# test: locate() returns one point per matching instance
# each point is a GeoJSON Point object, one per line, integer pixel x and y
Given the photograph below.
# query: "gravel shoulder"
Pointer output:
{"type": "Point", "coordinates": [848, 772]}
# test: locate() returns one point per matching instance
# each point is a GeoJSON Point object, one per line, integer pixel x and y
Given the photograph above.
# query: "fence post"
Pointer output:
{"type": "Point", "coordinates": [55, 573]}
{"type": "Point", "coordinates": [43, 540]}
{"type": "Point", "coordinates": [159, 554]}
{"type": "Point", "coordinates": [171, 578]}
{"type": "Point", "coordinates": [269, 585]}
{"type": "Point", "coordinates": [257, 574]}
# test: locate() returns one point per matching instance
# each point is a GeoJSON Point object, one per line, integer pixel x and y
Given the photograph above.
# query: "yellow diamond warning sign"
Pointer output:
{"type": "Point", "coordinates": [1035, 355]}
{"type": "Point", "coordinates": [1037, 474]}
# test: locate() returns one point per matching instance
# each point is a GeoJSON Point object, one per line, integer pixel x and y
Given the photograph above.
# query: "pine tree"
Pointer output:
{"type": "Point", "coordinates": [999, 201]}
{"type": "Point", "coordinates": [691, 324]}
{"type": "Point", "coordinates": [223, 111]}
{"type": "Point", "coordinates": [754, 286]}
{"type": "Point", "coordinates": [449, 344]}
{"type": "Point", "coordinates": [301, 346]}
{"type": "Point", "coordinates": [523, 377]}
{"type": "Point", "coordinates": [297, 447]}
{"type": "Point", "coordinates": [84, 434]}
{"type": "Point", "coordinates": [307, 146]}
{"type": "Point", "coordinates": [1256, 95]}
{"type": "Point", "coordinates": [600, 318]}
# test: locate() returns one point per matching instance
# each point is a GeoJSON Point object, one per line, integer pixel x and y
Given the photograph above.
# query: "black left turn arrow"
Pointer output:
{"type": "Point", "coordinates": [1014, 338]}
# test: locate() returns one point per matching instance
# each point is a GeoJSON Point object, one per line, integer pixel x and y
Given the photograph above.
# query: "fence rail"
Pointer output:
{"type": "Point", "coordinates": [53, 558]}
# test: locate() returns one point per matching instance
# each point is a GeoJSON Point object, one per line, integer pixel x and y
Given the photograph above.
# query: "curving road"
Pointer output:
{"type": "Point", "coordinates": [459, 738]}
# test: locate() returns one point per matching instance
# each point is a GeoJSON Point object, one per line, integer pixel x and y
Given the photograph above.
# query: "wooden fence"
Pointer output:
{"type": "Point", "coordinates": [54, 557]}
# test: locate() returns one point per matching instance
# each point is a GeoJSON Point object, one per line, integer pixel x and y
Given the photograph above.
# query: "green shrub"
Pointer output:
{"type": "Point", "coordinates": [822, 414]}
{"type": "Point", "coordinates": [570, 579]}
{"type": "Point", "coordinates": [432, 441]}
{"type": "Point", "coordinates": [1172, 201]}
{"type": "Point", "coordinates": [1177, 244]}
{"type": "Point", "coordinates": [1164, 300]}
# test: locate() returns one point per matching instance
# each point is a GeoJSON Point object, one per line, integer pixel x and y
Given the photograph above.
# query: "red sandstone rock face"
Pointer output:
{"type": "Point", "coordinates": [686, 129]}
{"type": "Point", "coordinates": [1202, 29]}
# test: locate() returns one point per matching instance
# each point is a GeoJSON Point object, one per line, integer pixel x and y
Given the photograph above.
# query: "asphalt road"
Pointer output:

* _TASK GOAL_:
Repeat the material above in full, keeping every word.

* _EXERCISE RESPONSE_:
# test: locate() returns one point per matching instance
# each point is a GeoJSON Point object, one per line, integer pixel x and y
Given the photograph below.
# query: "gravel shoulder"
Pointer output:
{"type": "Point", "coordinates": [848, 772]}
# test: locate() returns one point per matching instance
# each point is a GeoJSON Point object, one per line, integer pixel x and y
Given the photograph above.
# query: "fence post"
Pointer output:
{"type": "Point", "coordinates": [55, 573]}
{"type": "Point", "coordinates": [43, 540]}
{"type": "Point", "coordinates": [159, 554]}
{"type": "Point", "coordinates": [171, 578]}
{"type": "Point", "coordinates": [269, 585]}
{"type": "Point", "coordinates": [257, 574]}
# test: locate() returns one point per matching instance
# each point is a GeoJSON Point object, one per line, integer pixel x and y
Given the photograph above.
# query: "yellow diamond warning sign"
Pointer output:
{"type": "Point", "coordinates": [1035, 355]}
{"type": "Point", "coordinates": [1037, 474]}
# test: locate() returns one point per matching instance
# each point is a GeoJSON Point object, one per line, integer pixel x and y
Given the photograph above.
# query: "pine tree"
Pointer output:
{"type": "Point", "coordinates": [999, 201]}
{"type": "Point", "coordinates": [691, 324]}
{"type": "Point", "coordinates": [223, 111]}
{"type": "Point", "coordinates": [754, 286]}
{"type": "Point", "coordinates": [449, 344]}
{"type": "Point", "coordinates": [301, 346]}
{"type": "Point", "coordinates": [523, 377]}
{"type": "Point", "coordinates": [297, 447]}
{"type": "Point", "coordinates": [84, 434]}
{"type": "Point", "coordinates": [307, 146]}
{"type": "Point", "coordinates": [1256, 95]}
{"type": "Point", "coordinates": [600, 318]}
# test: locate() returns one point per matching instance
# each point is a GeoJSON Point object, one per line, integer pixel x and y
Given the photograph above.
# query: "black left turn arrow"
Pointer output:
{"type": "Point", "coordinates": [1014, 338]}
# test: locate() returns one point per matching instance
# each point is a GeoJSON Point object, one per line, integer pixel x and y
Given the photograph above.
# query: "fence rail"
Pointer output:
{"type": "Point", "coordinates": [53, 558]}
# test: locate() returns one point per matching instance
# each point is a GeoJSON Point object, one per line, integer pixel x and y
Given the photograph above.
# query: "curving road"
Pointer output:
{"type": "Point", "coordinates": [459, 738]}
# test: locate() returns one point per matching instance
# each point is a GeoJSON Point object, one per line, integer pixel x and y
Given the photograph above.
# query: "wooden fence"
Pointer output:
{"type": "Point", "coordinates": [54, 557]}
# test: locate() returns one point per matching instance
# each point is a GeoJSON Point object, one per line, integer pixel x and y
Given the photograph above.
# query: "green shrub"
Pointer output:
{"type": "Point", "coordinates": [822, 414]}
{"type": "Point", "coordinates": [570, 579]}
{"type": "Point", "coordinates": [432, 441]}
{"type": "Point", "coordinates": [1172, 201]}
{"type": "Point", "coordinates": [1177, 244]}
{"type": "Point", "coordinates": [1164, 300]}
# test: locate() returns one point per matching instance
# each point is a GeoJSON Point object, one per line, integer pixel x and y
Given the photograph above.
# query: "red sandstone rock face"
Pointer output:
{"type": "Point", "coordinates": [686, 129]}
{"type": "Point", "coordinates": [1202, 29]}
# test: locate() returns one point per matching instance
# each point is a GeoJSON Point object, one per line, integer pixel x and y
Given the photograph above.
# query: "asphalt road"
Pointer output:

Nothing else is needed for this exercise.